◆ What you need to do:
Reproduce the data below verbatim from the line containing "Put a dot on each instance of the black belt" through its final line, and produce nothing more.
== Information ==
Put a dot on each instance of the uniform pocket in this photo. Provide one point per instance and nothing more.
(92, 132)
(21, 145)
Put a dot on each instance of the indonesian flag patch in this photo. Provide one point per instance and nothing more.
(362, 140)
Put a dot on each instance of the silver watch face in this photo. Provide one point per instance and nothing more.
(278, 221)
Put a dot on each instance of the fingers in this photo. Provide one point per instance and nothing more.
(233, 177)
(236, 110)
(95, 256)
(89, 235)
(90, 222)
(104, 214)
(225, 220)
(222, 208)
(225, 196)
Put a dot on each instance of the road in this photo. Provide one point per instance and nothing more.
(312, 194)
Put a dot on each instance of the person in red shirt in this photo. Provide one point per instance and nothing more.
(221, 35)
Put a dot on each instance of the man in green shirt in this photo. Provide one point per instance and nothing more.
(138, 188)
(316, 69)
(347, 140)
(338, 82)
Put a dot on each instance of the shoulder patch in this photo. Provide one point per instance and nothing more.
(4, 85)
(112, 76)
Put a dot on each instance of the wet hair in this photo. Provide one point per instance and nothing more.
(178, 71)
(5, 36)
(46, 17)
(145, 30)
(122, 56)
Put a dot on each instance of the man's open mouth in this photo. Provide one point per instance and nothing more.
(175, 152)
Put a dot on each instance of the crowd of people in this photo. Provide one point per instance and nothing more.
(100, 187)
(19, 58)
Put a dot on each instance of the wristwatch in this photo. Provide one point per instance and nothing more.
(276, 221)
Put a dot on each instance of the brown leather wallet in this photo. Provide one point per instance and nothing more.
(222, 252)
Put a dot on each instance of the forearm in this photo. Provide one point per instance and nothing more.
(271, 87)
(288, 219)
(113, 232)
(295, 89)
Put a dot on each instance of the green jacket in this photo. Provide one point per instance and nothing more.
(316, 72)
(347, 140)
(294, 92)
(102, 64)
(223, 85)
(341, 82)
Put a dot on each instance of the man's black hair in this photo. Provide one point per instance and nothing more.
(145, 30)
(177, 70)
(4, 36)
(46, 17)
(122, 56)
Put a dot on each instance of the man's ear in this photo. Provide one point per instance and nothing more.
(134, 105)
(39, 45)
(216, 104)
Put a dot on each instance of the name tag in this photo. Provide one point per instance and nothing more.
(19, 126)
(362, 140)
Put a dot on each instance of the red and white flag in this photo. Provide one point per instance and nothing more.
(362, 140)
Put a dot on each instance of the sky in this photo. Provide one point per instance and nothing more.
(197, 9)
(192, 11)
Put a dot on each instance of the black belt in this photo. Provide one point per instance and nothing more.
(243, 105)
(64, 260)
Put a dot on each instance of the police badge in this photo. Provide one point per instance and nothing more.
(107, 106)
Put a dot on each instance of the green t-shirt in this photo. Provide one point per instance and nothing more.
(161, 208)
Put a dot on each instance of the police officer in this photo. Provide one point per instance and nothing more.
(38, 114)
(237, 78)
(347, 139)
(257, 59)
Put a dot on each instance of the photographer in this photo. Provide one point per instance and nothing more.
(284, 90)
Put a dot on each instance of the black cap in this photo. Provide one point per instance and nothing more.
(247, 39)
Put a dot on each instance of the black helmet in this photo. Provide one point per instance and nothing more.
===
◆ Your response:
Put a dot on each instance of the black belt in this photo. Provide one point per instance and nothing more.
(243, 105)
(64, 260)
Put a dot on each instance of the police badge in this photo. Provide one point per instance and nothing more.
(107, 106)
Put a dot on each instance of the green t-shirt in this photo. Provide one point per instance and nothing more.
(161, 208)
Put a dot on each instance of the police officer in this photo. Provide one point per instance and nothing more.
(38, 114)
(237, 78)
(347, 139)
(257, 59)
Put a dot on each instance of the photographer in this photo. Provide one point per instance and nothing more.
(284, 90)
Put a dot on each instance of the black cap in this photo. Provide one point per instance and nothing more.
(247, 39)
Put a dot on each instance of the black helmet in this photo. Provide one point per instance and nothing more.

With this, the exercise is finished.